PROBLEM TO WORK ON
Return the data below in full, matching every line exactly.

DATASET RECORDS
......
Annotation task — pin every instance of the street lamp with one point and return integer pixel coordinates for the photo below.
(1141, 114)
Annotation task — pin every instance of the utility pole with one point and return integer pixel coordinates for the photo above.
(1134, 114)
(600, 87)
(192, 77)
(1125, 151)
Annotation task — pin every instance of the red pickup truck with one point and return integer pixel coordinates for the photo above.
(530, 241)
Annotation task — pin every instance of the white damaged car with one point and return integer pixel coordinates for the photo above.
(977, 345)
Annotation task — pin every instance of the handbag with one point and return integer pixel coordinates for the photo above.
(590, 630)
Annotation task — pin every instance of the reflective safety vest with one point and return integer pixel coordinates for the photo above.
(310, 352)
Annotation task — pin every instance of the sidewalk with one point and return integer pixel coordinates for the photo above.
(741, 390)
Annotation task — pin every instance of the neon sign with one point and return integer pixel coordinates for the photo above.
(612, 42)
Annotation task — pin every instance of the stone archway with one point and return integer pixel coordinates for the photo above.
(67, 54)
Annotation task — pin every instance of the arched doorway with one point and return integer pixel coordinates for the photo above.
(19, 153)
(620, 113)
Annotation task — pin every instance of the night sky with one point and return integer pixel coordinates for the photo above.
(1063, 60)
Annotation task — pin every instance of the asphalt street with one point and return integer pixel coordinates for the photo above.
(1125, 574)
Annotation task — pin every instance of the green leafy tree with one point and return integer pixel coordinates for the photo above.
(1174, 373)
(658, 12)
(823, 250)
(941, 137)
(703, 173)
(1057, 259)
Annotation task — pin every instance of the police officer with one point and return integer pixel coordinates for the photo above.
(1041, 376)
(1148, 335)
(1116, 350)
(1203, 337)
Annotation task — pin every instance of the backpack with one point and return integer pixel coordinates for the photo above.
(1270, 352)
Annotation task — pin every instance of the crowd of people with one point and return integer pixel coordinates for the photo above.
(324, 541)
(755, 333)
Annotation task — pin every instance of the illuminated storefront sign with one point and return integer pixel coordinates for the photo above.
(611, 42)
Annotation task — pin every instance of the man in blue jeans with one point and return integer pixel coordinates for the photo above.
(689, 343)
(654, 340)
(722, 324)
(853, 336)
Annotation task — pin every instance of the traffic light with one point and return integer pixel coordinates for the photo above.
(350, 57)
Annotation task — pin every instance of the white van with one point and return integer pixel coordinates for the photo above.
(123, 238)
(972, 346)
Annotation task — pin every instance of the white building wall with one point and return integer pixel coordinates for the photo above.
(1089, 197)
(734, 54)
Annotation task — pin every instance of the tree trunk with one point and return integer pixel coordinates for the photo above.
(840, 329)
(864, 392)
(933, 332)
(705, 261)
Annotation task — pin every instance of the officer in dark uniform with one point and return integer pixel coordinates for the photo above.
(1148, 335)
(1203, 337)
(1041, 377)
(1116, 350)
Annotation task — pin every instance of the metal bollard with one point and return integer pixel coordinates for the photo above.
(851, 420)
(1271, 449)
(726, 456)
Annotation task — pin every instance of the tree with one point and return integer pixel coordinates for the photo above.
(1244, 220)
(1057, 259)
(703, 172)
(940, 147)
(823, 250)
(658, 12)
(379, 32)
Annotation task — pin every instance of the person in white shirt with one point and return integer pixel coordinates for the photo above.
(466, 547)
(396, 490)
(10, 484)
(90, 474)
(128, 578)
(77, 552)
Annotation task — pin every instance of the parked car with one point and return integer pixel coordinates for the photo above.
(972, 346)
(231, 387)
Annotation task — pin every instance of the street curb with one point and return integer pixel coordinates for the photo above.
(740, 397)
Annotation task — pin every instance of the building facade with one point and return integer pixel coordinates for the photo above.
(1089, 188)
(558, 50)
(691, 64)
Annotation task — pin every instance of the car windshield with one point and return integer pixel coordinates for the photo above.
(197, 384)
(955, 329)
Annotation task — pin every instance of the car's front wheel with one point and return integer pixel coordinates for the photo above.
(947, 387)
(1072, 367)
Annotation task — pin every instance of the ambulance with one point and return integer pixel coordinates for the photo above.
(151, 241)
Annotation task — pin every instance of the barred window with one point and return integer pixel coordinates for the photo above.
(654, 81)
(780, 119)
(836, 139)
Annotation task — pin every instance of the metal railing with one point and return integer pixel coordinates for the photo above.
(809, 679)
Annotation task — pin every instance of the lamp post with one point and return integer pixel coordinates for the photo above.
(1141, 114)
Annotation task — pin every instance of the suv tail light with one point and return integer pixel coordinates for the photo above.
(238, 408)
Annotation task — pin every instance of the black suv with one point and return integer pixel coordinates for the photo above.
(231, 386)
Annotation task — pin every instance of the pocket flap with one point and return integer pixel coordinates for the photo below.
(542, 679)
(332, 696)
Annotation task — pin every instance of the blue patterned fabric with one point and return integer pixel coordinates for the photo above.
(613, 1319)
......
YOUR SOLUTION
Annotation task — pin every instance of the street lamp with one point and return integer pixel coordinates for the photo below.
(1141, 114)
Annotation task — pin every instance of the utility pole with one point and return integer pixel coordinates for the photo above.
(1134, 114)
(600, 87)
(192, 77)
(1125, 151)
Annotation task — pin every instance of the red pickup truck with one point and return integer pixel coordinates for the photo above.
(530, 241)
Annotation task — pin every instance of the white damaged car with one point and return integer pixel coordinates for the photo above.
(977, 345)
Annotation task — pin every instance of the handbag with one point and return integer pixel coordinates for the photo above.
(590, 630)
Annotation task — pin every instance of the reflective safety vest with one point and return integer pixel coordinates for the photo above.
(310, 352)
Annotation task — pin every instance of the sidewalk with one point and return integer pixel coordinates for the photo above.
(741, 390)
Annotation task — pin every instance of the neon sign with one point and return integer pixel coordinates for the photo above.
(612, 42)
Annotation task — pin every instance of the stone archway with one point and return integer pixel coordinates for the photo above.
(67, 54)
Annotation task — pin every instance of the arched doorway with one point and return integer pixel coordinates for the photo above.
(19, 153)
(620, 113)
Annotation task — pin every instance of the night sky with one point and return integer pixel coordinates for the photo above.
(1063, 60)
Annotation task — pin every instance of the asphalt street with one point and return integer pixel coordinates for the photo above.
(1125, 574)
Annotation task — pin every instance of the green leafy tree with one point and return integer pixel coordinates for the photo above.
(1174, 373)
(658, 12)
(823, 250)
(941, 137)
(703, 173)
(1057, 259)
Annotation task — pin every instance of the police officer with one point and return integer pixel coordinates for the photo above.
(1041, 376)
(1148, 335)
(1116, 350)
(1203, 337)
Annotation task — pin every instance of the backpack with one point and return integer pixel coordinates for the photo above.
(1270, 352)
Annotation task — pin every instance of the crowd of people with one point and return integer pixel coordinates for the photo above.
(324, 541)
(755, 333)
Annotation task — pin every instance of the illuminated storefront sign with one point and return integer pixel coordinates for the photo above.
(611, 42)
Annotation task — pin every instance of the man in blue jeans with one point and return integer pixel coordinates for the photo above.
(689, 343)
(654, 340)
(722, 324)
(853, 336)
Annotation task — pin every instance of the traffic light with one point and return integer pixel coordinates for the photo above.
(350, 57)
Annotation task — pin every instance of the white van with one point and return integer pixel coordinates for the photo above.
(123, 238)
(972, 346)
Annotation task — pin every instance of the white building wall with one point and return integer pixel coordinates for the photo above.
(1089, 197)
(734, 54)
Annotation task — pin every instance of the tree trunk with one point and return integer pixel coordinates for the photo above.
(840, 329)
(864, 392)
(933, 332)
(705, 261)
Annotation task — pin every instance of the officer in dark uniform with one point and return integer pixel coordinates for the photo above.
(1148, 335)
(1203, 337)
(1041, 377)
(1116, 350)
Annotation task — pin every instance of the metal bollard with one point and return integer pixel coordinates for the photo above.
(851, 420)
(1271, 449)
(726, 456)
Annotation task — pin every instance of the tree with one point and return integer pixel coordinates for the photo above.
(1244, 220)
(1057, 259)
(703, 172)
(940, 147)
(823, 250)
(658, 12)
(379, 32)
Annotation task — pin every instance of the person in white shirt with one point and return integer pixel coordinates for the photo above.
(466, 547)
(396, 490)
(10, 484)
(90, 474)
(128, 578)
(77, 552)
Annotation task — pin every instance of the parked car with one point and return integer pixel coordinates for the photo above.
(972, 346)
(231, 387)
Annotation task — pin every instance of the street curb with one point and return integer pixel coordinates for the photo above.
(740, 397)
Annotation task — pin every instance of the building facade with one point and return integer pixel coordinates for the photo above.
(1089, 188)
(558, 50)
(691, 64)
Annotation task — pin every instance of the car windshield with one point and return integer pixel coordinates for the photo above.
(197, 384)
(955, 329)
Annotation task — pin every instance of the car's front wheel with one point and return integer pixel coordinates for the photo above.
(947, 387)
(1072, 367)
Annotation task — pin every instance of the ambulance with one point and return integer pixel coordinates for the photo above.
(151, 241)
Annotation task — pin every instance of the barred window with one point and return integer pixel coordinates for the photo above.
(654, 81)
(780, 119)
(836, 139)
Annotation task — pin every instance of the metal railing with one point and return integer pixel coordinates for the photo above.
(809, 679)
Annotation task — pin every instance of the lamp post with one point and return integer pixel coordinates for the photo above.
(1141, 114)
Annotation task — pin every instance of the suv tail light with one point and return integer pixel coordinates for the photo above.
(238, 408)
Annotation task — pin every instance of the black suv with one point and return integer pixel coordinates for the photo above.
(231, 386)
Annotation task — pin every instance of the pocket flap with one point and return integer pixel coordinates for the photo below.
(542, 679)
(332, 696)
Annotation task — pin every instance of the blue patterned fabric with one point and return integer pixel coordinates for the photo above.
(613, 1319)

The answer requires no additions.